#### INPUT RECORDS:
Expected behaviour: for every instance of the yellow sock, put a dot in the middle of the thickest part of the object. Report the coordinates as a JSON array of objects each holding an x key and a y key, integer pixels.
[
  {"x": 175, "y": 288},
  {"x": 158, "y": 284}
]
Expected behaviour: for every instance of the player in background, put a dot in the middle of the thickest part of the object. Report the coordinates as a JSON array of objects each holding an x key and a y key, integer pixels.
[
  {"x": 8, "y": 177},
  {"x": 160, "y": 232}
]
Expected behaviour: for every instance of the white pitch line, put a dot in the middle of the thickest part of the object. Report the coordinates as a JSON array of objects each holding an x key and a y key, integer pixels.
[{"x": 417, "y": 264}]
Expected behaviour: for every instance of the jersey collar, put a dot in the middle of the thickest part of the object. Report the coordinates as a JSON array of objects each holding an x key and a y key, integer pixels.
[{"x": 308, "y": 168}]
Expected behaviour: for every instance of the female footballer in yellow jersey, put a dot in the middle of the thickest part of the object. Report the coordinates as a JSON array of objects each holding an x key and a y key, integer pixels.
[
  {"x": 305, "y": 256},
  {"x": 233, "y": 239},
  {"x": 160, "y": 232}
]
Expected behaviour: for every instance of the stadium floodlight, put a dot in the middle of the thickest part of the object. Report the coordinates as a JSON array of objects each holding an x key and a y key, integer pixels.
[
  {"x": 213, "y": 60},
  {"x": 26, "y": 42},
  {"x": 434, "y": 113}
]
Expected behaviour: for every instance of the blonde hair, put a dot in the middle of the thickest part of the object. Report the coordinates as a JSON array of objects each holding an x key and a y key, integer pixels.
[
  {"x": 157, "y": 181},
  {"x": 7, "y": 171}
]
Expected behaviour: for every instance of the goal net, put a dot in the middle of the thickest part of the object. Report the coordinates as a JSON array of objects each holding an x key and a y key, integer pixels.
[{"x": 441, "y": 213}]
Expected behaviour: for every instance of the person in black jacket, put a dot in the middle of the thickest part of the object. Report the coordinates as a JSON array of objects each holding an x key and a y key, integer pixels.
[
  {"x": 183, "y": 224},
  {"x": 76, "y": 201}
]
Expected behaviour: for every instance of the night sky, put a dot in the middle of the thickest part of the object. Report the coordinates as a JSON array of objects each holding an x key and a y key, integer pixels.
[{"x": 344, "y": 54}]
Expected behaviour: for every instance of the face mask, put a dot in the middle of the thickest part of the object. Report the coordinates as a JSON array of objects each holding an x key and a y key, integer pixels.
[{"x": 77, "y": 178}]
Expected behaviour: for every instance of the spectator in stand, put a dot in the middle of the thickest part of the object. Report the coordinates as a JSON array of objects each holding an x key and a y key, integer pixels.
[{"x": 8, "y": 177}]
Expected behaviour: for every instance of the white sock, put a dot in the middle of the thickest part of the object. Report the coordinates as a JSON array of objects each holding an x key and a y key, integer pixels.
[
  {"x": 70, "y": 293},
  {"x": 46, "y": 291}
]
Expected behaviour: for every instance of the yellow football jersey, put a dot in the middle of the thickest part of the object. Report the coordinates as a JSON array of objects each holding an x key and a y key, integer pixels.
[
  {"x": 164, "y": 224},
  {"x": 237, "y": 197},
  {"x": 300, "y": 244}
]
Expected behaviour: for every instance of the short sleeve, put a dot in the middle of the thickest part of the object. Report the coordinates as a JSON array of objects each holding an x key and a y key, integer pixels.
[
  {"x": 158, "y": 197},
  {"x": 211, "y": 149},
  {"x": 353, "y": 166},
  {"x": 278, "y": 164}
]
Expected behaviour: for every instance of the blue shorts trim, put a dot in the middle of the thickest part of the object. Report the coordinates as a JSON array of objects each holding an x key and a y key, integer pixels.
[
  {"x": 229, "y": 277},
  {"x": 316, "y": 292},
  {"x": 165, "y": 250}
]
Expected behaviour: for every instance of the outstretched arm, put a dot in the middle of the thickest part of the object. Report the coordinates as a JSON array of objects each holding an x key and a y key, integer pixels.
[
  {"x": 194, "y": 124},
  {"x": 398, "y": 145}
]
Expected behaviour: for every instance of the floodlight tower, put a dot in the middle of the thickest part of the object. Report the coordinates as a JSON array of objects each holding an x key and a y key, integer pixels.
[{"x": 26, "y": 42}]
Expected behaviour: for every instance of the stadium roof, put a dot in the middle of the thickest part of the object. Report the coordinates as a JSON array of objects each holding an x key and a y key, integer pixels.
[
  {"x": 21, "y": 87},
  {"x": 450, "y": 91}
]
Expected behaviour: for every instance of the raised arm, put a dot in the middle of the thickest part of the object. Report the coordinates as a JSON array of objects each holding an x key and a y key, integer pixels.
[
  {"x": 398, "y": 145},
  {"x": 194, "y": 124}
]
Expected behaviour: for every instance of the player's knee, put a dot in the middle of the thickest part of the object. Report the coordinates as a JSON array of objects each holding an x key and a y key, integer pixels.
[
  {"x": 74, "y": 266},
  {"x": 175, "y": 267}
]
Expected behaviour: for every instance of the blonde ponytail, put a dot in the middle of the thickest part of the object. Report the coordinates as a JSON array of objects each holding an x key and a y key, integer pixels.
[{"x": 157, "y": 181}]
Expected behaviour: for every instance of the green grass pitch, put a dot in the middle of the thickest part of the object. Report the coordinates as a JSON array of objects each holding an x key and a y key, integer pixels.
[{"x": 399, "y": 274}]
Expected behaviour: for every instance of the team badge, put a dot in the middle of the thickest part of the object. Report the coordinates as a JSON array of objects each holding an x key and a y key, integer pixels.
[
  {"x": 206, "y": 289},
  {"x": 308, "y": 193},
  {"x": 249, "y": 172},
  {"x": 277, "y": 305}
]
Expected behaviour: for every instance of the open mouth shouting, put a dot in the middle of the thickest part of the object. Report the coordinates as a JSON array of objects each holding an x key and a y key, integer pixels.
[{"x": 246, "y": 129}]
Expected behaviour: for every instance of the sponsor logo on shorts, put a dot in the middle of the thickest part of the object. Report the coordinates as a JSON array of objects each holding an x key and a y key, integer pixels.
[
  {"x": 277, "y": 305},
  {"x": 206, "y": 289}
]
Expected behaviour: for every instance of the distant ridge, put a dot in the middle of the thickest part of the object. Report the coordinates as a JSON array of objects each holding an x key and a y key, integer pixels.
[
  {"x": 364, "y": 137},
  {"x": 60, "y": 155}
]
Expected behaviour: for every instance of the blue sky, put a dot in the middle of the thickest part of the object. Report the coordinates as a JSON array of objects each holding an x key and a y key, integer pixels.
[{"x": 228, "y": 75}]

#### EXERCISE BRIEF:
Set down again, unchanged, the data from the line containing "Expected behaviour: for every instance of the open" through the last line of the data.

#### WRITTEN SOLUTION:
Expected behaviour: for every instance of the open mouth shouting, put a dot in the middle of the thickest part of the object. Report the coordinates as a JSON array of objects each holding an x key and a y key, integer pixels.
[{"x": 246, "y": 129}]
Expected behaviour: for every instance of the sponsor logo on shorts, put a dot in the middle of the thickest part of the object. Report the coordinates as a JSON array of objects each holding an x key and a y key, integer pixels.
[
  {"x": 277, "y": 305},
  {"x": 206, "y": 289}
]
Expected behaviour: for every instance of the distant ridge, put a dot in the middle of the thickest part of the object. Report the coordinates as a JSON array of objects each holding an x key and a y key, integer pixels.
[
  {"x": 364, "y": 137},
  {"x": 60, "y": 155}
]
Expected behaviour: for every instance of the blue sky, put a dot in the middle of the thickest part of the object. Report the coordinates as a JSON array of objects each holding an x key and a y key, integer pixels.
[{"x": 228, "y": 75}]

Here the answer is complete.